Problem to solve
Give a verbatim repeat of the lines that run from the line containing "# test: point out the wood plank" to the end of the data below.
* * * * *
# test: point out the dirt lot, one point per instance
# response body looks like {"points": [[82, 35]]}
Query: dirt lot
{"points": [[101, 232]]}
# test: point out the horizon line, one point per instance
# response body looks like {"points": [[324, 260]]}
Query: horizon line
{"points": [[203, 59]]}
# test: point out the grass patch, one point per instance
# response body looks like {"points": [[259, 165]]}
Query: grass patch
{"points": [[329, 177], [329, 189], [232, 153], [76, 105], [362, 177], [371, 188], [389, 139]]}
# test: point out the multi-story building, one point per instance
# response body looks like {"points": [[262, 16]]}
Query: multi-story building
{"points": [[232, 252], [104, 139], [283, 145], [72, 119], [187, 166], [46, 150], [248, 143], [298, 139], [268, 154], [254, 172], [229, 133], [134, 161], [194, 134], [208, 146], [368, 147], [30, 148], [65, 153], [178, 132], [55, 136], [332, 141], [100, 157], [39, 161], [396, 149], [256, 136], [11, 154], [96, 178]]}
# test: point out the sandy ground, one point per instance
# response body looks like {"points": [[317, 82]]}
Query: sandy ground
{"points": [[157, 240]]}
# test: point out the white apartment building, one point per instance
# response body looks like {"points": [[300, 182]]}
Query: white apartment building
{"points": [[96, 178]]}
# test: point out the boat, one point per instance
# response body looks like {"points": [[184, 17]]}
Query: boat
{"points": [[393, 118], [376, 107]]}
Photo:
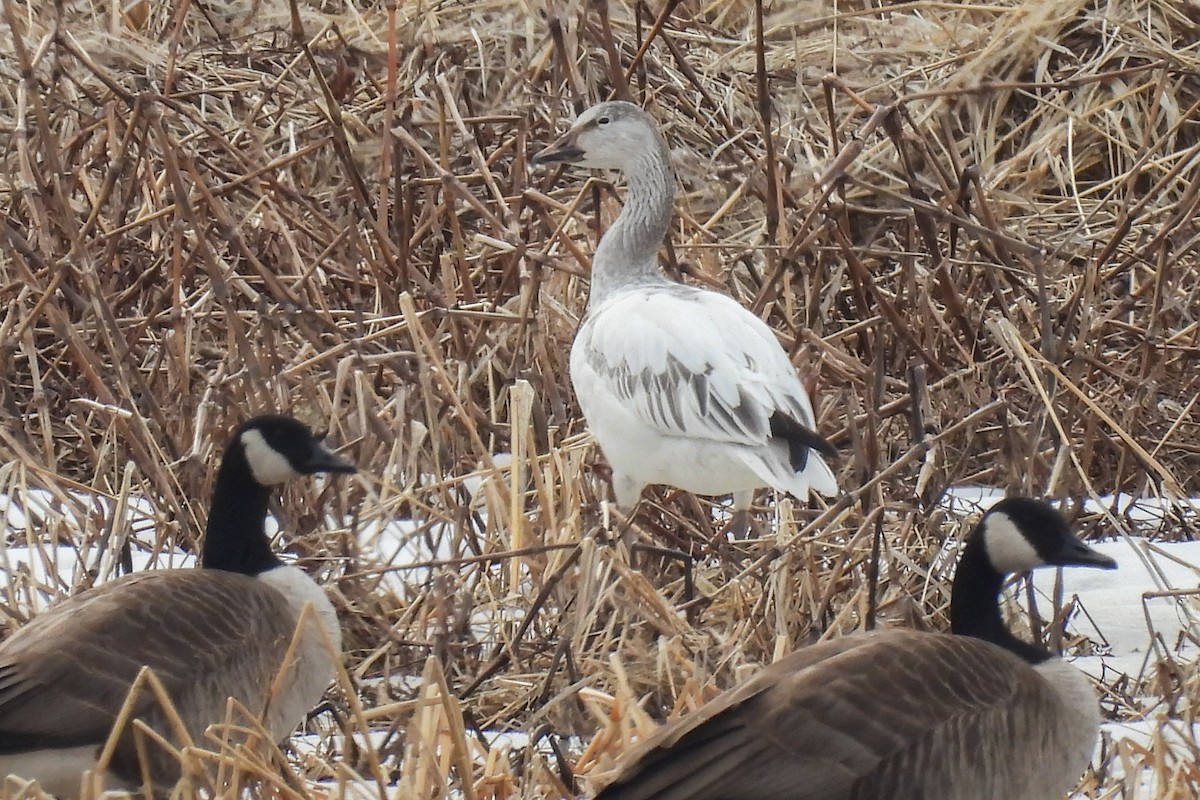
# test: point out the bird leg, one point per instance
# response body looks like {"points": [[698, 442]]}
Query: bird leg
{"points": [[742, 522]]}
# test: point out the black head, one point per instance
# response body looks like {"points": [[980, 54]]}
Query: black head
{"points": [[279, 447], [1020, 534]]}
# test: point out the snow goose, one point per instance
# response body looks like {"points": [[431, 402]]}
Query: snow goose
{"points": [[210, 633], [899, 715], [679, 385]]}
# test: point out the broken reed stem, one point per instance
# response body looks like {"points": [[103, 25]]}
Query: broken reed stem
{"points": [[340, 223]]}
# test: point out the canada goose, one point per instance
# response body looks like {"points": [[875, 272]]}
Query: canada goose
{"points": [[209, 633], [681, 385], [899, 715]]}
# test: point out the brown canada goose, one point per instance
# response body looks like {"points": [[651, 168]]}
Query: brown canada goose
{"points": [[899, 715], [210, 633], [681, 385]]}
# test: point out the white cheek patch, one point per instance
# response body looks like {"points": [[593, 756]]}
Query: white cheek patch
{"points": [[1007, 548], [267, 464]]}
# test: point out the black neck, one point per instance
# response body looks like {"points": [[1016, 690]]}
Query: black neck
{"points": [[235, 539], [975, 603]]}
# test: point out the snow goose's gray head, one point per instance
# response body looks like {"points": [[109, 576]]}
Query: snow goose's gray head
{"points": [[279, 449], [1020, 534], [610, 136]]}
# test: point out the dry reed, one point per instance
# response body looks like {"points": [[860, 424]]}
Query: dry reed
{"points": [[971, 224]]}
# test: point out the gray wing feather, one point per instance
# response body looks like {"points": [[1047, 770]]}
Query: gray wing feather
{"points": [[66, 674], [859, 717], [691, 362]]}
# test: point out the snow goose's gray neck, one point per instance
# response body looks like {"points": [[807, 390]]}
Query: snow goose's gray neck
{"points": [[628, 252]]}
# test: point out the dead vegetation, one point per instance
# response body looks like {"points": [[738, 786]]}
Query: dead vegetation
{"points": [[978, 239]]}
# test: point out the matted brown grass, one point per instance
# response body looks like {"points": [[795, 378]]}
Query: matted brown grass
{"points": [[977, 240]]}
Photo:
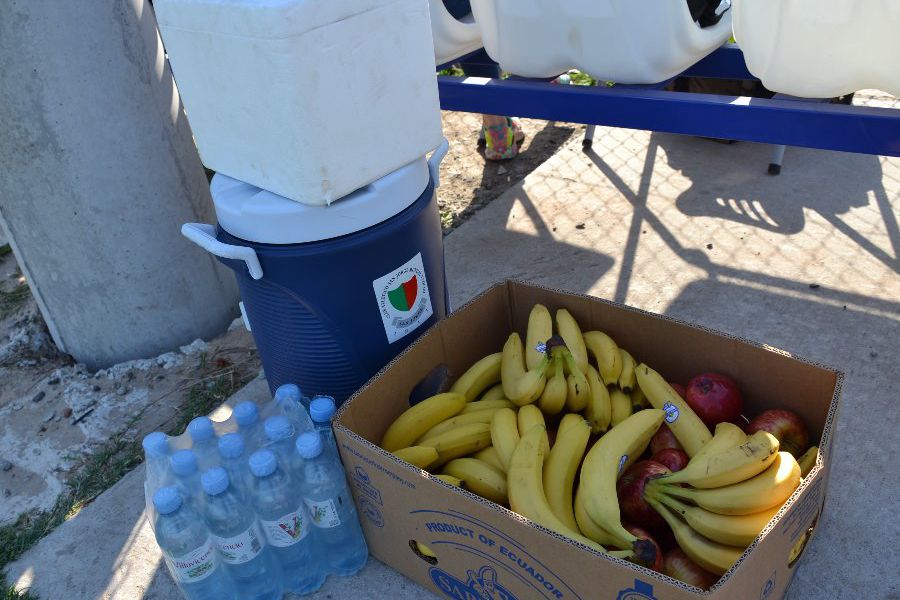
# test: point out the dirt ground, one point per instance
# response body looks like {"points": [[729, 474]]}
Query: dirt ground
{"points": [[54, 413]]}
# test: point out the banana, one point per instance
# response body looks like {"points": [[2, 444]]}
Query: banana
{"points": [[480, 376], [460, 441], [493, 393], [731, 530], [620, 404], [553, 398], [420, 456], [491, 457], [598, 412], [480, 477], [808, 460], [587, 526], [767, 490], [540, 329], [605, 462], [520, 386], [492, 404], [526, 488], [528, 417], [578, 389], [605, 350], [415, 421], [712, 556], [729, 466], [681, 418], [481, 416], [505, 434], [570, 332], [562, 465]]}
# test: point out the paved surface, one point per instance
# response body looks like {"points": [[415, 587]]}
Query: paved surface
{"points": [[807, 262]]}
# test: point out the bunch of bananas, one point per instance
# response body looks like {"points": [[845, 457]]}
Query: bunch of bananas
{"points": [[547, 427]]}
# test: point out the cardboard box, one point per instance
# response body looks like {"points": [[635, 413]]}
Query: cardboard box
{"points": [[486, 552]]}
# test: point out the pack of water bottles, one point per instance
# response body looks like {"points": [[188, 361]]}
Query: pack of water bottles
{"points": [[256, 506]]}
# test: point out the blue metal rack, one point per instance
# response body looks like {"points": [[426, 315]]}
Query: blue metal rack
{"points": [[861, 129]]}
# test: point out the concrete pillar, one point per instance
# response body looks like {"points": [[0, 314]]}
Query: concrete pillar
{"points": [[98, 171]]}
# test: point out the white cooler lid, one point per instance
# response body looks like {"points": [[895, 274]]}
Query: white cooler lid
{"points": [[257, 215]]}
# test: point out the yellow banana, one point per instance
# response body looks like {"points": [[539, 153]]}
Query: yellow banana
{"points": [[562, 465], [605, 462], [491, 457], [528, 417], [598, 412], [420, 456], [520, 386], [690, 431], [540, 329], [553, 398], [460, 441], [480, 477], [570, 332], [620, 404], [626, 377], [481, 416], [605, 350], [729, 466], [415, 421], [808, 460], [714, 557], [767, 490], [480, 376], [526, 488], [731, 530], [492, 404], [505, 434]]}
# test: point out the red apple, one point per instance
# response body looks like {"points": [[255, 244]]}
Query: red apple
{"points": [[643, 534], [673, 458], [662, 439], [785, 425], [677, 564], [630, 490], [715, 398]]}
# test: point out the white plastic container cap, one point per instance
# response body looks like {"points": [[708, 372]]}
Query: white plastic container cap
{"points": [[256, 215]]}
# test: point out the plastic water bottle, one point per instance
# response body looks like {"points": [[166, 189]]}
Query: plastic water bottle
{"points": [[331, 508], [205, 444], [156, 457], [321, 409], [285, 523], [246, 414], [239, 539], [188, 549]]}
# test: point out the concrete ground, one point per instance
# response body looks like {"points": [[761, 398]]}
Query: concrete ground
{"points": [[807, 261]]}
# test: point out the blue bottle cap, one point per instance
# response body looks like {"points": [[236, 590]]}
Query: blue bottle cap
{"points": [[166, 500], [201, 429], [278, 428], [309, 444], [156, 444], [214, 481], [184, 463], [246, 413], [322, 408], [263, 463], [231, 445]]}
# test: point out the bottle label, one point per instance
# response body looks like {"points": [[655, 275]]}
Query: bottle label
{"points": [[241, 548], [324, 513], [288, 530], [194, 566]]}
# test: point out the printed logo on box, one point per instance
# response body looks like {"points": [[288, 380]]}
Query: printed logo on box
{"points": [[403, 299]]}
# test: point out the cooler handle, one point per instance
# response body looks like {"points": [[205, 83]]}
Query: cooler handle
{"points": [[434, 163], [205, 236]]}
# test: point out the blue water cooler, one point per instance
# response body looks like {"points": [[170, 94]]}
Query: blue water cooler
{"points": [[333, 293]]}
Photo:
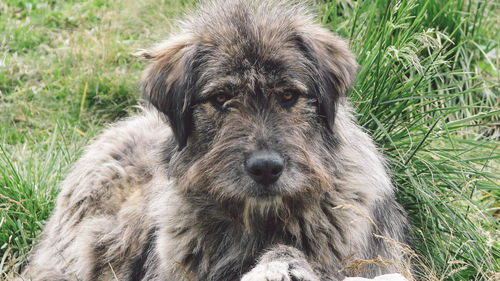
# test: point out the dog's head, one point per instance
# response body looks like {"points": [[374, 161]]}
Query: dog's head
{"points": [[250, 90]]}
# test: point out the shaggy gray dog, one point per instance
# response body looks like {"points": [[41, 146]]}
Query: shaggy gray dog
{"points": [[258, 171]]}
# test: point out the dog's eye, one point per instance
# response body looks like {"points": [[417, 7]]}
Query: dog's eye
{"points": [[219, 100], [288, 98]]}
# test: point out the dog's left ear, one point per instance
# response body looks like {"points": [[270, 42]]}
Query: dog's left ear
{"points": [[169, 82], [333, 68]]}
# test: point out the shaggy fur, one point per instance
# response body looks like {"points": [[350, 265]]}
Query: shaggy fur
{"points": [[167, 195]]}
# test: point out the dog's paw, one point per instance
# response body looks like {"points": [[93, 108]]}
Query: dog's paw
{"points": [[280, 271]]}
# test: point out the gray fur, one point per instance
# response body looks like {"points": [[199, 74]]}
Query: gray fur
{"points": [[156, 198]]}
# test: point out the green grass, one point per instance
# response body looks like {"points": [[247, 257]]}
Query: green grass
{"points": [[428, 91]]}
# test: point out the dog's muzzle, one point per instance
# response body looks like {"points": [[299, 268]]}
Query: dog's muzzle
{"points": [[264, 166]]}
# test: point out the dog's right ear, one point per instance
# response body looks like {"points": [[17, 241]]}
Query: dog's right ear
{"points": [[169, 82]]}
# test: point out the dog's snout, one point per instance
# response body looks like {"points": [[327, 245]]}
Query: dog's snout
{"points": [[265, 166]]}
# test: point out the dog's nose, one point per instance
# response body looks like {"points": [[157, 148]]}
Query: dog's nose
{"points": [[264, 166]]}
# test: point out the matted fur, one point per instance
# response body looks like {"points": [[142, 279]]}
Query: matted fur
{"points": [[156, 198]]}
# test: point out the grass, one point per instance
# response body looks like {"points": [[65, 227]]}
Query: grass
{"points": [[428, 91]]}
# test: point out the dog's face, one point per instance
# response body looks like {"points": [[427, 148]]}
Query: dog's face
{"points": [[250, 93]]}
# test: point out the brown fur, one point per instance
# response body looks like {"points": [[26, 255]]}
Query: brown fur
{"points": [[151, 201]]}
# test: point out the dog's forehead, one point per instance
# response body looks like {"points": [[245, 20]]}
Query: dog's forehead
{"points": [[251, 69]]}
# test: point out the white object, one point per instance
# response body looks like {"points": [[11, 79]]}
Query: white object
{"points": [[386, 277]]}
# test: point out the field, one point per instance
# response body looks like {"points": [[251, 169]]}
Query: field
{"points": [[428, 91]]}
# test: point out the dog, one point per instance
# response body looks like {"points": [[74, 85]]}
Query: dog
{"points": [[245, 164]]}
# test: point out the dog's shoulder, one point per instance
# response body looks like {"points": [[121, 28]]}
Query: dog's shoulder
{"points": [[118, 164]]}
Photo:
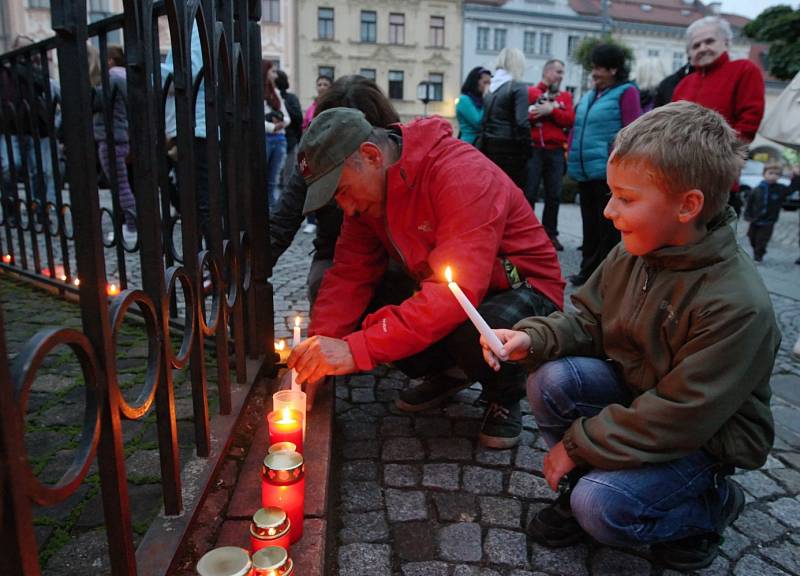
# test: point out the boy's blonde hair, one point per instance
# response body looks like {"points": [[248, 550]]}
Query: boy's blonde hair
{"points": [[688, 147]]}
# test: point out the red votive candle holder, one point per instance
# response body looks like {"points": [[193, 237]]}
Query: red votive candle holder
{"points": [[272, 561], [286, 425], [283, 486], [269, 527]]}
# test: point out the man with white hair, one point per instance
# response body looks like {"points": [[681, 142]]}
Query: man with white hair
{"points": [[734, 88]]}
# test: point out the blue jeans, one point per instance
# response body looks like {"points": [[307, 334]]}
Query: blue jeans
{"points": [[546, 166], [26, 143], [276, 156], [631, 507]]}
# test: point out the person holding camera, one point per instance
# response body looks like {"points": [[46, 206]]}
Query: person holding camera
{"points": [[552, 115], [276, 119]]}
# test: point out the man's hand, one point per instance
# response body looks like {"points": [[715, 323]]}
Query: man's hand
{"points": [[557, 464], [320, 356], [539, 110], [515, 347]]}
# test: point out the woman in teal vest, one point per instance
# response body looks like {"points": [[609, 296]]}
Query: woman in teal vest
{"points": [[612, 104], [469, 110]]}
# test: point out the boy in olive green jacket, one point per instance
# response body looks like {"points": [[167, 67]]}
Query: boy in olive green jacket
{"points": [[658, 386]]}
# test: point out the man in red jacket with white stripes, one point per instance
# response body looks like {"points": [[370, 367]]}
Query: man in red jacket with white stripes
{"points": [[418, 197], [734, 88], [552, 116]]}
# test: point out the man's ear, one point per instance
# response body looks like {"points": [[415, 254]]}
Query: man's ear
{"points": [[371, 153], [692, 203]]}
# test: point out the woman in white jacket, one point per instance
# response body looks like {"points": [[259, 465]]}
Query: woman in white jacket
{"points": [[276, 119]]}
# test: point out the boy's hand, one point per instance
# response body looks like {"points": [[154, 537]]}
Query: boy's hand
{"points": [[515, 345], [557, 464]]}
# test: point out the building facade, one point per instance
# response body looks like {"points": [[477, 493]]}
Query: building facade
{"points": [[399, 45], [542, 29]]}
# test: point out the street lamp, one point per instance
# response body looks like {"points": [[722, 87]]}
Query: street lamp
{"points": [[425, 93]]}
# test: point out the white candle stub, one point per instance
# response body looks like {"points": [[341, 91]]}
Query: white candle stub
{"points": [[474, 315]]}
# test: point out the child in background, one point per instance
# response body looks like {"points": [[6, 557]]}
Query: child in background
{"points": [[658, 385], [763, 209]]}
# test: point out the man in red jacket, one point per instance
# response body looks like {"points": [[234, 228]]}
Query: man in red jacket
{"points": [[552, 116], [734, 88], [421, 198]]}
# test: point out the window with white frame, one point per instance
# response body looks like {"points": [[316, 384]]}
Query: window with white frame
{"points": [[369, 26], [397, 28], [500, 35], [271, 11], [437, 81], [545, 43], [396, 84], [678, 59], [437, 31], [325, 23], [483, 39], [529, 42], [572, 44]]}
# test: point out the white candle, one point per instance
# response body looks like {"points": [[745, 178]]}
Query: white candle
{"points": [[296, 335], [477, 319]]}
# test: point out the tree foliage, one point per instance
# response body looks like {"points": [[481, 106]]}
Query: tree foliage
{"points": [[780, 27], [583, 52]]}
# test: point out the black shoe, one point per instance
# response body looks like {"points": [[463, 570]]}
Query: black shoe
{"points": [[554, 526], [433, 391], [502, 425], [577, 280], [698, 552]]}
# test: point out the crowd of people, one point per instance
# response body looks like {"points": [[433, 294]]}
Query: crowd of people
{"points": [[655, 387]]}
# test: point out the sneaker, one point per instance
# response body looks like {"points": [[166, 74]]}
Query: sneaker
{"points": [[433, 390], [129, 236], [502, 425], [577, 280], [554, 526], [698, 552]]}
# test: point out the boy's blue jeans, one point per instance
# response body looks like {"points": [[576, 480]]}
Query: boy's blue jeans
{"points": [[631, 507]]}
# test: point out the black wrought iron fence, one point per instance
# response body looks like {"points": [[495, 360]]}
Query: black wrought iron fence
{"points": [[189, 253]]}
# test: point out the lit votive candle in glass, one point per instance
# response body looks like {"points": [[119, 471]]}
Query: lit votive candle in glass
{"points": [[282, 447], [294, 399], [269, 527], [286, 425], [283, 486], [225, 561], [272, 561]]}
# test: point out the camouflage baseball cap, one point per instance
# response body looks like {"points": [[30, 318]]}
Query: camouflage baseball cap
{"points": [[332, 136]]}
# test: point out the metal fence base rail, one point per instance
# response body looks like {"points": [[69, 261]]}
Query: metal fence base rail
{"points": [[165, 540], [203, 269]]}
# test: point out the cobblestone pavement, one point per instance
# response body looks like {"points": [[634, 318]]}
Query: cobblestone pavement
{"points": [[416, 495]]}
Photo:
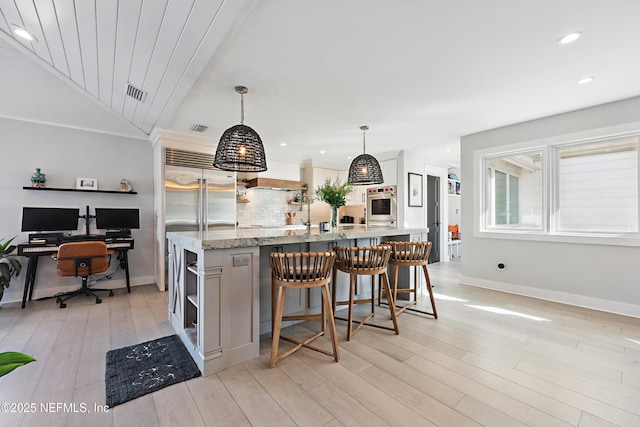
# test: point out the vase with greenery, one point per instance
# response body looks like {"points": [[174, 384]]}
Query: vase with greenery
{"points": [[9, 265], [335, 195]]}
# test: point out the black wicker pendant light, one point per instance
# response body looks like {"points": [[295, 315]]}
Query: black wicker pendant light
{"points": [[240, 148], [365, 169]]}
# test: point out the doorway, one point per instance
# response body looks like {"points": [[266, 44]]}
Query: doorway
{"points": [[433, 216]]}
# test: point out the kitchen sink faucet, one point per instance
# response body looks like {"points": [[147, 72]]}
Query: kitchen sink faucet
{"points": [[308, 201]]}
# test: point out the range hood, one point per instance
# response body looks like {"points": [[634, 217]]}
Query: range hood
{"points": [[281, 184]]}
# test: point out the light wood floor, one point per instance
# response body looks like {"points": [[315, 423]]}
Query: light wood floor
{"points": [[532, 363]]}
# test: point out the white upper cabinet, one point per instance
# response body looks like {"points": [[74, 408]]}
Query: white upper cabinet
{"points": [[389, 171]]}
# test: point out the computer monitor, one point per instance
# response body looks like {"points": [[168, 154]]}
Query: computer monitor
{"points": [[49, 219], [117, 218]]}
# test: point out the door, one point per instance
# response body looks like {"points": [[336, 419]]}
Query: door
{"points": [[433, 216]]}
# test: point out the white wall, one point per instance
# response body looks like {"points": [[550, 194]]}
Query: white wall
{"points": [[591, 275], [64, 154]]}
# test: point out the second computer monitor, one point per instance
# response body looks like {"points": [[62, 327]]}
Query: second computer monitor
{"points": [[117, 218]]}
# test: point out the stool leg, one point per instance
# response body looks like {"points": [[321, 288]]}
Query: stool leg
{"points": [[395, 286], [277, 325], [392, 303], [352, 289], [273, 304], [334, 280], [373, 300], [430, 289], [332, 323]]}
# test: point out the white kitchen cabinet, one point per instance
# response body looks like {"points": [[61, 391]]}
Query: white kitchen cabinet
{"points": [[389, 171]]}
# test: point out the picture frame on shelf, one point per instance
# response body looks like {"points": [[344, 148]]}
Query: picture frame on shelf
{"points": [[415, 190], [86, 184]]}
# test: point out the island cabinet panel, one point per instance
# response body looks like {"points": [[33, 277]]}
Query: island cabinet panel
{"points": [[295, 300], [213, 298], [314, 298], [220, 285]]}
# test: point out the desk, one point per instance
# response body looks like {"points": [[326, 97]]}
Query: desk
{"points": [[33, 252]]}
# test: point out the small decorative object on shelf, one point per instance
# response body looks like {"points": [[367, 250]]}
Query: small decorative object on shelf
{"points": [[38, 179], [125, 186], [86, 184]]}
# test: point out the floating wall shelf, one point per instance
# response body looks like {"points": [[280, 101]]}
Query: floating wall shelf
{"points": [[78, 190]]}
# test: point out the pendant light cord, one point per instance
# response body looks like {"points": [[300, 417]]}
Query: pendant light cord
{"points": [[241, 109], [364, 145]]}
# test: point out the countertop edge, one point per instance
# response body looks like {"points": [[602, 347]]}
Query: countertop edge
{"points": [[235, 239]]}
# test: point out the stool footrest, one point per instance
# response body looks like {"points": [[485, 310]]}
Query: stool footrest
{"points": [[302, 317], [406, 307], [356, 301], [306, 344]]}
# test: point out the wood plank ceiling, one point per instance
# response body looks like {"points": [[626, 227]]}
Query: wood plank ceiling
{"points": [[157, 47]]}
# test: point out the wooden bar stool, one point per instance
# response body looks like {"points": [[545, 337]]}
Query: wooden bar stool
{"points": [[301, 270], [408, 254], [368, 261]]}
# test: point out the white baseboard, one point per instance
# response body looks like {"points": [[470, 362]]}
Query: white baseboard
{"points": [[104, 284], [608, 306]]}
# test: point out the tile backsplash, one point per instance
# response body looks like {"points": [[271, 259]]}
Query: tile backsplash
{"points": [[268, 208]]}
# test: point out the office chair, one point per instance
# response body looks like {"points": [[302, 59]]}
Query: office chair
{"points": [[82, 259]]}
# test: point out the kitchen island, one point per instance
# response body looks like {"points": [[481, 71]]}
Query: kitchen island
{"points": [[220, 284]]}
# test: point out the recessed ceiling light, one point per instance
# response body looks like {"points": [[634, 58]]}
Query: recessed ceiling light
{"points": [[569, 38], [21, 32], [586, 80]]}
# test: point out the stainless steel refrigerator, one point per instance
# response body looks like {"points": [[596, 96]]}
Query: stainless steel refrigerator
{"points": [[199, 199]]}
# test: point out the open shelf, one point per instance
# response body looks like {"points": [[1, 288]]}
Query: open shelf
* * * * *
Response to this exercise
# test: point out the wood plank ceiling, one point per instance
# response body looks like {"points": [[626, 227]]}
Query: wood plank ceiling
{"points": [[157, 47]]}
# test: point out the wooden bar stool, one point per instance
# response body looks like {"points": [[545, 337]]}
Query: wooden bar stool
{"points": [[301, 270], [408, 254], [368, 261]]}
# test: point out the white baseboard, one point per instance
# response body looks like {"points": [[470, 362]]}
Query: white baseboard
{"points": [[104, 284], [608, 306]]}
# test: point out the tile backsplash, one point per instance
# response body looks like {"points": [[271, 259]]}
Query: tile backsplash
{"points": [[268, 208]]}
# test: point out the office chair, one point per instance
# response body looks like {"points": [[302, 59]]}
Query: office chair
{"points": [[82, 259]]}
# test: point out the kitchen island, one point per instance
# response body looks like {"points": [[481, 71]]}
Query: kitchen island
{"points": [[220, 284]]}
# test: point out the recessed ceiling light, one point per instance
# response body looks like {"points": [[634, 58]]}
Query: recessed ceiling light
{"points": [[569, 38], [21, 32], [586, 80]]}
# test: point out the stainless steel refrigerator, one point per instance
# response body looks like {"points": [[596, 96]]}
Query: stainless steel refrigerator
{"points": [[199, 199]]}
# test: point out the open shelf, one point per instance
# response body looks like {"points": [[1, 288]]}
Query: open shelf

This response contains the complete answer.